*Document extract:*
((

- Film poster
- Traditional Chinese: 新邊緣人
- Simplified Chinese: 新边缘人
- Hanyu Pinyin: Xīn Biān Yuán Rén
- Jyutping: San1 Bin1 Jyun4 Jan4
- Directed by: Andrew Lau
- Written by: Roy Szeto
- Produced by: Wong Jing
- Starring: Jacky Cheung Tony Leung Ka-fai Jacklyn Wu Power Chan Gigi Lai Roy Cheung Shing Fui-On
- Cinematography: Cheung Man-po
- Edited by: Angie Lam
- Music by: Jonathan Wong
- Production company: Upland Films Corporate
- Distributed by: Wong Jing's Workshop
- Release date: 13 August 1994;
- Running time: 100 minutes
- Country: Hong Kong
- Language: Cantonese
- Box office: HK$9,192,146

= To Live and Die in Tsimshatsui =

1994 Hong Kong film by Andrew Lau

To Live and Die in Tsimshatsui is a 1994 Hong Kong crime film directed by Andrew Lau and starring Jacky Cheung, Tony Leung Ka-fai, and Jacklyn Wu. The film (sometimes referred to as New Edge Man) is said to be a remake of a film titled Man on the Brink.

))

*Written tasks:*
A) In the film entry, what is the listed running time of the film?
B) Rewrite the stretch of the film entry from "1994 Hong Kong film" through "on the Brink.", putting "gangster film" in place of "crime film".

*Provided data:*
((

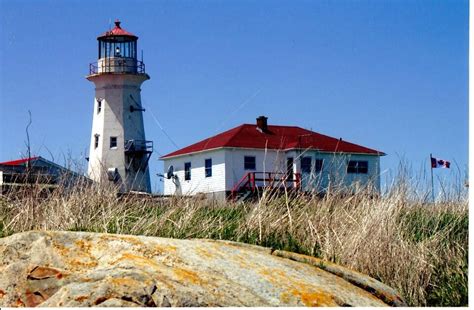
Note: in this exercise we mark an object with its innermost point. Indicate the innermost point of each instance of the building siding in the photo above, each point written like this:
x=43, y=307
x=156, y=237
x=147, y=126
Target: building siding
x=198, y=183
x=228, y=170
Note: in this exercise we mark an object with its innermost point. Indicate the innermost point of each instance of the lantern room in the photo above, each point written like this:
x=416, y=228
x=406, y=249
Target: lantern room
x=117, y=53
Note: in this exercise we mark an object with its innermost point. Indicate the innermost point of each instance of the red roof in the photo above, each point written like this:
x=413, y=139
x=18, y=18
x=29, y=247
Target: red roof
x=117, y=31
x=276, y=137
x=19, y=161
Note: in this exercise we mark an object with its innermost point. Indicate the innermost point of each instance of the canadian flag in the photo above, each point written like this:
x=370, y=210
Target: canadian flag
x=439, y=163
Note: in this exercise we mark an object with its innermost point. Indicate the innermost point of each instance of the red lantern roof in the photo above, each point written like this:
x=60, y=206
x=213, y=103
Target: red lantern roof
x=117, y=31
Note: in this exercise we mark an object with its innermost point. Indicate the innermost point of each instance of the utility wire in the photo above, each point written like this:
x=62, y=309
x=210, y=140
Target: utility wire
x=162, y=129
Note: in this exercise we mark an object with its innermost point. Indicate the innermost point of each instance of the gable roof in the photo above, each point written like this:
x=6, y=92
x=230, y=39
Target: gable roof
x=19, y=162
x=276, y=137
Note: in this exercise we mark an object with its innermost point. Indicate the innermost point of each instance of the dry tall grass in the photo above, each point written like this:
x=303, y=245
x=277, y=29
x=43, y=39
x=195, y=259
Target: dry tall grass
x=417, y=247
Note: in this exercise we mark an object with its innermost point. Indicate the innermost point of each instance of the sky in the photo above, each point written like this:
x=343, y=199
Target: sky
x=389, y=75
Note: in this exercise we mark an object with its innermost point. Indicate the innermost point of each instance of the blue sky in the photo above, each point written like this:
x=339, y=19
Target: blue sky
x=390, y=75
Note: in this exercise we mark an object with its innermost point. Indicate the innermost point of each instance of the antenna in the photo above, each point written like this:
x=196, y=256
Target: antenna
x=170, y=174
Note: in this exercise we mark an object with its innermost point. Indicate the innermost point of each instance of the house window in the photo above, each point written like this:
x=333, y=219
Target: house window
x=249, y=162
x=96, y=141
x=113, y=142
x=187, y=171
x=208, y=167
x=306, y=164
x=357, y=166
x=318, y=165
x=289, y=168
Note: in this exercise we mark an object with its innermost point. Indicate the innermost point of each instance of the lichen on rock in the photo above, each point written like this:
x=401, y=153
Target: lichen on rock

))

*In response:*
A) 100 minutes

B)
1994 Hong Kong film by Andrew Lau

To Live and Die in Tsimshatsui is a 1994 Hong Kong gangster film directed by Andrew Lau and starring Jacky Cheung, Tony Leung Ka-fai, and Jacklyn Wu. The film (sometimes referred to as New Edge Man) is said to be a remake of a film titled Man on the Brink.